What you have to do → Your answer must be the full set of entries, repeated exactly.

Dataset content →
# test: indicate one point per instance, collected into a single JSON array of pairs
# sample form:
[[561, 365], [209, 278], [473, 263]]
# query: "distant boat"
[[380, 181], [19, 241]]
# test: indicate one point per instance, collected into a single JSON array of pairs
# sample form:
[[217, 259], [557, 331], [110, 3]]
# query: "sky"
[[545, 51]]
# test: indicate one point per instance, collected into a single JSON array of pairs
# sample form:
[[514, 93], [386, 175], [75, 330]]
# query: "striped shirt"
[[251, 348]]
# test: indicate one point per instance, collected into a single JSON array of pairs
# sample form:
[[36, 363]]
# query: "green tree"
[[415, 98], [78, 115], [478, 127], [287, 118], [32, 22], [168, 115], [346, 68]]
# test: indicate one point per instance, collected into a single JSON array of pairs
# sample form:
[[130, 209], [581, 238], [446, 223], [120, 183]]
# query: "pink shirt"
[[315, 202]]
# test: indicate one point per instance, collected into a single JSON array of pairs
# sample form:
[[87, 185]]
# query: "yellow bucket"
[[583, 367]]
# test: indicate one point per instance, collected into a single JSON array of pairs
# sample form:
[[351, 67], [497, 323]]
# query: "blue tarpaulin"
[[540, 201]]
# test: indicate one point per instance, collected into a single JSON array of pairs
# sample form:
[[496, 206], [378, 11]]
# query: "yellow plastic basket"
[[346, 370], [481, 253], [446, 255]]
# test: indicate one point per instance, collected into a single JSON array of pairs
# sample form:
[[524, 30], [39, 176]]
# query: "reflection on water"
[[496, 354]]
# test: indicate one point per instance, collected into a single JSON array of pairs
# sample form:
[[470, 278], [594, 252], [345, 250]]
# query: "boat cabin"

Written response →
# test: indicate one point per instance, collected into a single JSON array of pairs
# sample form:
[[561, 365], [209, 278], [473, 263]]
# query: "distant boat"
[[380, 181], [19, 241]]
# test: indicate one point per instance, collected into a single JSON array of pairs
# sample form:
[[217, 259], [557, 331], [110, 3]]
# query: "sky"
[[545, 51]]
# test: indicate one point per instance, collected into a single JSON array of pairs
# sample form:
[[514, 93], [386, 175], [75, 330]]
# query: "striped shirt"
[[251, 348]]
# test: indicate one point per instance, collected into a single JSON array of pairs
# sample form:
[[36, 363]]
# query: "green tree"
[[415, 98], [78, 115], [478, 127], [287, 118], [32, 22], [168, 115], [346, 68]]
# test: indicate one point per instance, collected into a single JSON array of pairs
# sample form:
[[130, 209], [581, 238], [446, 223], [120, 183]]
# query: "pink shirt"
[[315, 202]]
# test: indicate one point per instance, collected into a single JSON array of pairs
# sample form:
[[87, 185]]
# query: "yellow bucket"
[[583, 367]]
# test: indicate one point per instance, collected into a single JSON array of pairs
# sample form:
[[351, 67], [497, 323]]
# query: "blue tarpaulin"
[[540, 201]]
# test: indicate one point per instance, collected into a single JSON array of pairs
# sample form:
[[496, 206], [378, 11]]
# query: "yellow plastic basket"
[[346, 370], [481, 253], [446, 255]]
# test: indicate one point per instance, collected into a single JSON array of pairs
# sample form:
[[524, 30], [39, 176]]
# query: "reflection on water"
[[496, 354]]
# test: indicate one point per instance, collected into a single JSON array of pairs
# sample form:
[[470, 278], [594, 252], [345, 250]]
# query: "boat cabin"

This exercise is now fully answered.